Ciel orageux au-dessus de vignes dans le Médoc, le 3 juin 2018. / NICOLAS TUCAT / AFP

Des orages particulièrement violents s’abattent sur la France depuis le début du mois de mai. Du jamais-vu depuis au moins le début des années 2000, au moment où Météo France s’est dotée de nouveaux capteurs lui permettant de mesurer les impacts de foudre. Ces derniers ont retenti deux fois plus que lors du précédent épisode remarquable de 2009. Ces derniers jours, des milliers d’hectares de vignes ont été ravagés par la grêle dans le Bordelais, en Gironde. Dimanche 3 juin au soir, l’équivalent d’un mois de pluie s’est abattu en une demi-heure sur Morlaix, dans le Finistère. Le centre-ville a été submergé.

L’épisode orageux risque de se poursuivre en France pendant plusieurs jours

Lundi 4 juin, l’alerte de Météo France concernait encore les Côtes d’Armor, l’Ille-et-Vilaine, la Mayenne, le Morbihan, l’Orne, le Calvados, la Sarthe et l’Eure-et-Loir. Dans le nord-est, le risque orageux le plus important est attendu en soirée et au cours de la nuit mardi et concerne le Haut-Rhin, les Vosges, la Haute-Marne, l’Aube, l’Yonne, la Cote d’Or, la Haute-Saône, le Doubs et le Territoire de Belfort.

Par endroits, à travers le territoire, de 20 à 50 mm de pluie sont tombés en une heure et les rafales de vent ont parfois dépassé les 100 km/h. Aucune région n’y a échappé, des Hauts-de-France à l’Occitanie, en passant par l’Ile-de-France ou la Bretagne. Et l’épisode orageux printanier n’en est pas à son terme. « Nous pouvons nous attendre à un regain de l’activité orageuse durant ces sept prochains jours », prévoyait, lundi, Emmanuel Demaël, prévisionniste à Météo France.

[Données de l'exercice]
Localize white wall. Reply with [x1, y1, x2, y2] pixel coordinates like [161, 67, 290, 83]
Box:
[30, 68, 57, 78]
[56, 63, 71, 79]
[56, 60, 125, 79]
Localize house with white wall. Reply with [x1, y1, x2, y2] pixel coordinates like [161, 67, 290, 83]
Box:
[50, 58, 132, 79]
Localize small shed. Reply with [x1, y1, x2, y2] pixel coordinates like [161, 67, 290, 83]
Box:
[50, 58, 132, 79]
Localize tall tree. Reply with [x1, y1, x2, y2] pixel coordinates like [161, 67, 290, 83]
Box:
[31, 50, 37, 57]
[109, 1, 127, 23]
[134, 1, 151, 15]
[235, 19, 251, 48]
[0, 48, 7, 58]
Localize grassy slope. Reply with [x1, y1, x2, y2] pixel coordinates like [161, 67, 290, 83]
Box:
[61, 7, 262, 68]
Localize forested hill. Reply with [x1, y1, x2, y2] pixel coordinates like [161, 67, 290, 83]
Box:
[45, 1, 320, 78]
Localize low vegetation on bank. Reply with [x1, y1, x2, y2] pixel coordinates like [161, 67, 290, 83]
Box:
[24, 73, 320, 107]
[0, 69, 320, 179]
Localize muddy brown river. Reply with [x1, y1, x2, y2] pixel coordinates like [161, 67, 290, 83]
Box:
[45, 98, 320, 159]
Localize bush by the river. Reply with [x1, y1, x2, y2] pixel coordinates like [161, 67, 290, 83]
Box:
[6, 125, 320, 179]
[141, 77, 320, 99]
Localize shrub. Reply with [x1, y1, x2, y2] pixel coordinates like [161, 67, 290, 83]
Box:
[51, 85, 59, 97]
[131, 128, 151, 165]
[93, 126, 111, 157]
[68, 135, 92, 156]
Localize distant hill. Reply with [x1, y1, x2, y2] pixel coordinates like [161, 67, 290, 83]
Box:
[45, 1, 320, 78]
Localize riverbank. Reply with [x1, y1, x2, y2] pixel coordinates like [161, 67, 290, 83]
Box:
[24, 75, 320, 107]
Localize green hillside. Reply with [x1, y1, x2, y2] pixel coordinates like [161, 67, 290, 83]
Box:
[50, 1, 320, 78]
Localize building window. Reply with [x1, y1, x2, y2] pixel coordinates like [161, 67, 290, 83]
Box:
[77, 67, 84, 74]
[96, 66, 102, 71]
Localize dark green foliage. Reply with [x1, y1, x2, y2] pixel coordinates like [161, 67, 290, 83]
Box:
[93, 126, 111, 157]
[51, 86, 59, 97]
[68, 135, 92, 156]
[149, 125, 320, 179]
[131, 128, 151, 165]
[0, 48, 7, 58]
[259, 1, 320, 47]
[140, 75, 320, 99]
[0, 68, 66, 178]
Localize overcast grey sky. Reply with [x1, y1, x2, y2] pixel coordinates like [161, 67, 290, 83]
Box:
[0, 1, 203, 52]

[Consignes]
A. Recopiez à l'identique l'intégralité de l'extrait consacré aux orages en France.
B. Reproduisez à l'identique les lignes de données, en commençant par celle qui contient « Localize overcast grey » et en allant jusqu'à la dernière de ces lignes.

[Corrigé]
A.
Ciel orageux au-dessus de vignes dans le Médoc, le 3 juin 2018. / NICOLAS TUCAT / AFP

Des orages particulièrement violents s’abattent sur la France depuis le début du mois de mai. Du jamais-vu depuis au moins le début des années 2000, au moment où Météo France s’est dotée de nouveaux capteurs lui permettant de mesurer les impacts de foudre. Ces derniers ont retenti deux fois plus que lors du précédent épisode remarquable de 2009. Ces derniers jours, des milliers d’hectares de vignes ont été ravagés par la grêle dans le Bordelais, en Gironde. Dimanche 3 juin au soir, l’équivalent d’un mois de pluie s’est abattu en une demi-heure sur Morlaix, dans le Finistère. Le centre-ville a été submergé.

L’épisode orageux risque de se poursuivre en France pendant plusieurs jours

Lundi 4 juin, l’alerte de Météo France concernait encore les Côtes d’Armor, l’Ille-et-Vilaine, la Mayenne, le Morbihan, l’Orne, le Calvados, la Sarthe et l’Eure-et-Loir. Dans le nord-est, le risque orageux le plus important est attendu en soirée et au cours de la nuit mardi et concerne le Haut-Rhin, les Vosges, la Haute-Marne, l’Aube, l’Yonne, la Cote d’Or, la Haute-Saône, le Doubs et le Territoire de Belfort.

Par endroits, à travers le territoire, de 20 à 50 mm de pluie sont tombés en une heure et les rafales de vent ont parfois dépassé les 100 km/h. Aucune région n’y a échappé, des Hauts-de-France à l’Occitanie, en passant par l’Ile-de-France ou la Bretagne. Et l’épisode orageux printanier n’en est pas à son terme. « Nous pouvons nous attendre à un regain de l’activité orageuse durant ces sept prochains jours », prévoyait, lundi, Emmanuel Demaël, prévisionniste à Météo France.

B.
Localize overcast grey sky. Reply with [x1, y1, x2, y2] pixel coordinates like [161, 67, 290, 83]
Box:
[0, 1, 203, 52]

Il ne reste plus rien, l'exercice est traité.